Input rows ->
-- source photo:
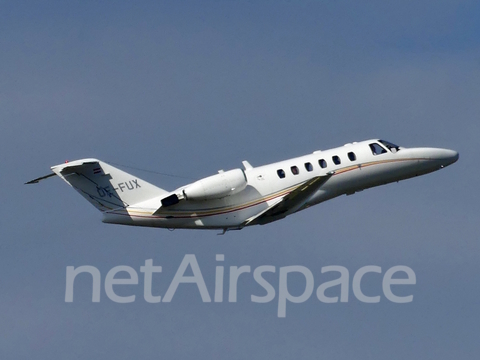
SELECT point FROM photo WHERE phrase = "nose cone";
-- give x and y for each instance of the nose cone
(443, 157)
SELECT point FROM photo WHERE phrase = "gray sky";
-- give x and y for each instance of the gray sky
(192, 87)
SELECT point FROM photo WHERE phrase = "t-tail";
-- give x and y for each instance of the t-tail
(104, 186)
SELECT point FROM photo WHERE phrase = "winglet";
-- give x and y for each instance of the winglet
(247, 165)
(35, 181)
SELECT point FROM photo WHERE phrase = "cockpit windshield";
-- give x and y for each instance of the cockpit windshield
(392, 147)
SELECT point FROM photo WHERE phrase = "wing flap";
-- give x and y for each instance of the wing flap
(290, 202)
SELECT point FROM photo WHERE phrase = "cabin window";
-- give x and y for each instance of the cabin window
(377, 149)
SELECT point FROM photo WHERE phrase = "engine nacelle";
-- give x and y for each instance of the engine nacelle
(217, 186)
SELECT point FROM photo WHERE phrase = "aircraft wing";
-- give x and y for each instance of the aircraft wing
(290, 203)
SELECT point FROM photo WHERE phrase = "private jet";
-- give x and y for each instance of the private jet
(234, 199)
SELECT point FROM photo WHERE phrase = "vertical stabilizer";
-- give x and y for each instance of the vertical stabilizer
(105, 186)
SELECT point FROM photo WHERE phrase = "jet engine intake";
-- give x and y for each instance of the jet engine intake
(217, 186)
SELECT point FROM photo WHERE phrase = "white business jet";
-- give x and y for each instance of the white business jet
(231, 200)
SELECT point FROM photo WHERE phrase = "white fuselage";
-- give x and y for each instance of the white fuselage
(357, 167)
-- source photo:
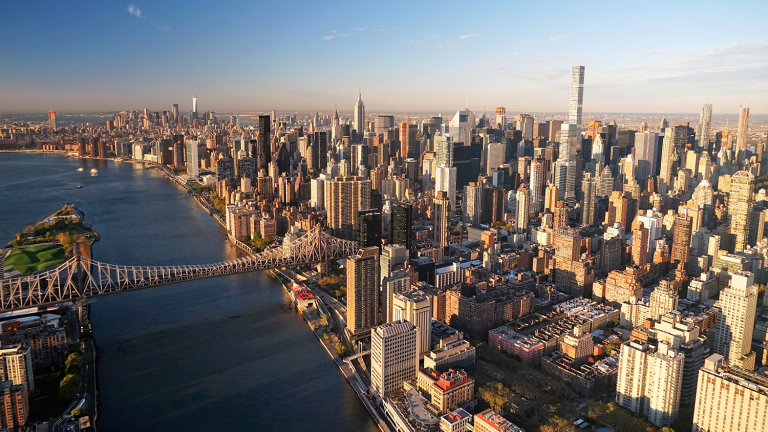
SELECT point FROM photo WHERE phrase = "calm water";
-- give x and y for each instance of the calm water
(218, 354)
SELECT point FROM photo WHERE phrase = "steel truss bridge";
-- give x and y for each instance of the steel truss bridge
(82, 278)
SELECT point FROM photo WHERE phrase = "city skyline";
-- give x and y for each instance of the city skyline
(137, 54)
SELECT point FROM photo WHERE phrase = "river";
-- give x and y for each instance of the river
(228, 353)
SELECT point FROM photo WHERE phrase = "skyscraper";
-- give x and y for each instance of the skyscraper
(741, 136)
(525, 124)
(401, 224)
(523, 208)
(681, 240)
(566, 168)
(265, 143)
(667, 153)
(664, 299)
(683, 335)
(445, 181)
(501, 118)
(702, 129)
(617, 210)
(589, 186)
(368, 230)
(640, 246)
(649, 381)
(473, 203)
(359, 120)
(416, 307)
(732, 333)
(193, 163)
(740, 207)
(538, 178)
(394, 356)
(442, 213)
(345, 196)
(52, 119)
(577, 96)
(645, 155)
(730, 399)
(363, 290)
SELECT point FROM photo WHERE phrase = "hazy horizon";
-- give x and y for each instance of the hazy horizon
(239, 56)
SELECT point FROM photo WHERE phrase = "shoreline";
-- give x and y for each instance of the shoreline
(175, 179)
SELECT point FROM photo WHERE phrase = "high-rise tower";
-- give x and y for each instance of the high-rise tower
(52, 119)
(501, 118)
(741, 136)
(442, 214)
(363, 290)
(667, 152)
(577, 95)
(732, 333)
(702, 130)
(740, 206)
(265, 143)
(360, 114)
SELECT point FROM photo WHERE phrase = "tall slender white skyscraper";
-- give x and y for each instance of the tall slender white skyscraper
(645, 154)
(741, 136)
(359, 114)
(577, 95)
(667, 150)
(732, 333)
(702, 130)
(445, 180)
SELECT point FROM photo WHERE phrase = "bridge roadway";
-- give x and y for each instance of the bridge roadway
(82, 278)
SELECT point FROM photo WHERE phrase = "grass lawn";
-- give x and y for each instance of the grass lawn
(44, 403)
(36, 258)
(91, 377)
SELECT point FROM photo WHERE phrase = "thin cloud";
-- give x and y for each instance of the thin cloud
(526, 72)
(134, 10)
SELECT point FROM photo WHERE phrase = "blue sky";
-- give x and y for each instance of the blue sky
(415, 56)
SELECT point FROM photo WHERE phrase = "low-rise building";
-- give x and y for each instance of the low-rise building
(490, 421)
(452, 355)
(446, 390)
(730, 399)
(527, 349)
(14, 405)
(455, 421)
(599, 315)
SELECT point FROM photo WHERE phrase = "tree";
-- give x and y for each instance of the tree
(557, 424)
(74, 359)
(341, 350)
(611, 348)
(68, 386)
(496, 395)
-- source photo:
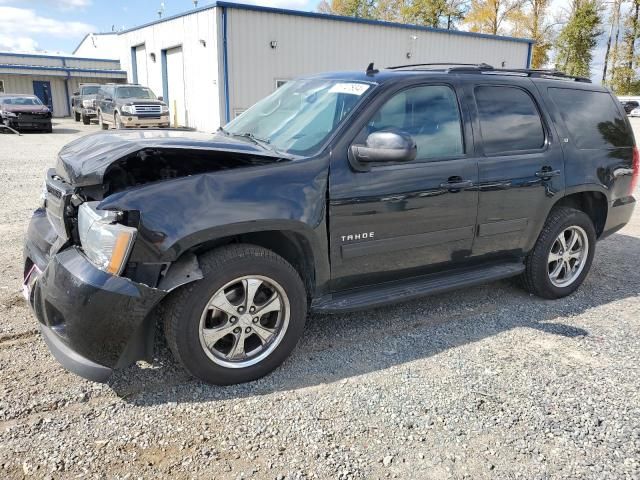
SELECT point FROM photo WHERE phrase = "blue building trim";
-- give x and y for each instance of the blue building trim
(56, 57)
(339, 18)
(134, 64)
(165, 76)
(225, 68)
(67, 70)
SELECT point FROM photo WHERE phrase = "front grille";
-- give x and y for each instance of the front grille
(147, 109)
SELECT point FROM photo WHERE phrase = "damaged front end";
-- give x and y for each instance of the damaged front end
(90, 273)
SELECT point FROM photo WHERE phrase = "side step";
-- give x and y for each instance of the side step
(415, 287)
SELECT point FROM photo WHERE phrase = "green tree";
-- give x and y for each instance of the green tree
(578, 38)
(491, 16)
(532, 20)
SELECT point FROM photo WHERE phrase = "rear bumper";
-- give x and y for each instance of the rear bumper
(620, 212)
(92, 322)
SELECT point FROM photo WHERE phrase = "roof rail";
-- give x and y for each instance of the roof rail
(443, 64)
(488, 69)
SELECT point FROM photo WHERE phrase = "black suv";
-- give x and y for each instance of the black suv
(338, 192)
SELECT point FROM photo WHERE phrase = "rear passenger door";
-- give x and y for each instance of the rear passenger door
(521, 166)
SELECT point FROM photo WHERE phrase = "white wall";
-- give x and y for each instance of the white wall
(99, 45)
(200, 62)
(308, 45)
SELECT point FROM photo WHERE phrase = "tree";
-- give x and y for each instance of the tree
(491, 16)
(578, 38)
(436, 13)
(623, 78)
(532, 21)
(349, 8)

Given problem -> Leave out the pictures and repeat everything else in the records exactly.

Final result ->
-- source photo:
SELECT point FROM photo WHERE phrase = "nose cone";
-- give x and y for each instance of the nose cone
(443, 157)
SELECT point FROM photo WHERE phrase = "gray sky";
-- give x and y for each instance of the gray sky
(192, 87)
SELECT point FROM photo WHERE phrase = "t-tail";
-- give x and y for each instance of the t-tail
(104, 186)
SELECT point FROM photo WHERE phrase = "winglet";
-- give x and y for each instance of the winglet
(247, 165)
(35, 181)
SELECT point FROM photo WHERE phrase = "cockpit windshield";
-- give x and y for each instance of the cockpit windshield
(392, 147)
SELECT point FROM photo WHERE phrase = "wing flap";
-- give x and y for each instance of the wing flap
(290, 202)
SELECT point FROM photo WHERE phrase = "cabin window";
-- give x and y for each instance of the cabin window
(377, 149)
SELECT point FROM photo WHERE phrase = "engine nacelle";
-- give x and y for each instance of the engine nacelle
(217, 186)
SELECT point FROM photo WHERE phrase = "aircraft wing";
-- give x and y for each instance of the aircraft wing
(290, 203)
SELECT point FROM photo WHERE phrase = "private jet";
-- give x and y for each instance of the private jet
(234, 199)
SELECT point FROM photo WHERE phrase = "vertical stabilizer";
-- give x and y for each instance of the vertical stabilizer
(105, 186)
SELECT point FROM photo WHERE phrase = "jet engine intake";
-- give x and y for each instance of the jet engine intake
(217, 186)
SELECT point FROM photo WHERE phrase = "white business jet";
-- give x and y for each instance of the white business jet
(231, 200)
SELECT point FROM photo WHERE phrase = "white fuselage";
-- give x and y for each instance of the white fuselage
(357, 167)
-- source photo:
SELECT point FROM photo WHERE phrase = "calm water";
-- give x and y for each instance of the calm water
(218, 354)
SELECT point FROM photo WHERE phrase = "steel truss bridge";
-- give x and y for each instance of the steel truss bridge
(82, 278)
SELECT point FROM photo WHERE phrase = "city skyline";
-- give x and y for each instance of the city skyline
(137, 54)
SELECT point FROM photo WHERE phrase = "river";
-- give x and y for each instance of the river
(228, 353)
SELECT point FROM photo WHERE phrase = "skyscraper";
-- give x and y for each instance of the skyscraper
(741, 136)
(525, 124)
(401, 224)
(523, 208)
(681, 240)
(566, 168)
(265, 143)
(667, 153)
(664, 299)
(683, 335)
(445, 181)
(501, 118)
(702, 129)
(617, 210)
(589, 186)
(368, 230)
(640, 246)
(649, 381)
(473, 203)
(359, 120)
(416, 307)
(732, 333)
(193, 163)
(740, 207)
(538, 178)
(394, 356)
(442, 213)
(345, 196)
(52, 119)
(577, 96)
(645, 155)
(730, 399)
(363, 290)
SELECT point FROM photo WHERE phrase = "hazy horizon";
-- give x and y for each instance of the hazy horizon
(239, 56)
SELECT point FROM photo WHERE phrase = "shoreline";
-- give x and y for each instance of the shoreline
(175, 179)
SELECT point FROM photo WHERE phrase = "high-rise tower";
-- give x and y for each instance of the high-rise tower
(52, 119)
(501, 118)
(741, 136)
(442, 214)
(363, 290)
(667, 152)
(577, 95)
(732, 333)
(702, 130)
(740, 206)
(265, 143)
(360, 114)
SELECT point FROM photo WHERE phrase = "tall slender white skyscraper";
-- give x and y for each instance of the tall slender white skyscraper
(645, 154)
(741, 136)
(359, 114)
(577, 95)
(667, 150)
(732, 333)
(702, 130)
(445, 180)
SELECT point FROM photo WHERE phrase = "bridge roadway";
-- give x and y for each instance of the bridge roadway
(82, 278)
SELECT point FROM photo WHERE phrase = "grass lawn";
-- give x and y for each instance of the grass lawn
(44, 403)
(36, 258)
(91, 377)
SELECT point FROM photo WHERE phrase = "thin cloud";
-- give x and y for each instance of the thin cloud
(526, 72)
(134, 10)
SELECT point FROM photo WHERE phrase = "blue sky";
-- give x and y for each instance of the blue sky
(415, 56)
SELECT point FROM photo WHERE phrase = "low-rise building";
-- give x and y for each instance of the low-rise building
(490, 421)
(452, 355)
(446, 390)
(730, 399)
(527, 349)
(14, 405)
(455, 421)
(599, 315)
SELECT point FROM photo WHERE phrase = "tree";
-- give x and y for each instance of the tree
(557, 424)
(74, 359)
(341, 350)
(611, 348)
(68, 386)
(496, 395)
-- source photo:
SELECT point FROM photo WHERE phrase = "blue building trim";
-- give x and y for each instance of the blue building trim
(56, 57)
(339, 18)
(134, 64)
(165, 76)
(225, 68)
(67, 70)
SELECT point FROM photo WHERE phrase = "front grille";
-- give x and y for each instance of the front grille
(147, 109)
SELECT point FROM photo WHERE phrase = "damaged front end";
-- give x and y for each instance of the damaged front end
(90, 273)
SELECT point FROM photo WHERE phrase = "side step";
-- give x and y for each instance of the side step
(415, 287)
SELECT point FROM photo WHERE phrase = "green tree";
-- give x and y for each instance of the green tree
(578, 38)
(491, 16)
(532, 20)
SELECT point FROM photo WHERE phrase = "rear bumper";
-- give x and y for each instance of the rear bumper
(620, 212)
(92, 322)
SELECT point FROM photo WHERE phrase = "roof rail";
-- give x and y for each instance of the roof rail
(443, 64)
(488, 69)
SELECT point FROM photo WHERE phrase = "black suv";
-- give x and y for each instance of the black suv
(338, 192)
SELECT point FROM photo WHERE phrase = "rear passenger door";
-- give x and y for each instance of the rear passenger door
(521, 166)
SELECT point FROM photo WHERE phrase = "white wall";
-- give x and y for each instance of the white wall
(99, 45)
(200, 62)
(308, 45)
SELECT point FROM photo WHERE phrase = "tree";
-- give x and y for each instance of the tree
(491, 16)
(578, 38)
(436, 13)
(623, 78)
(532, 21)
(349, 8)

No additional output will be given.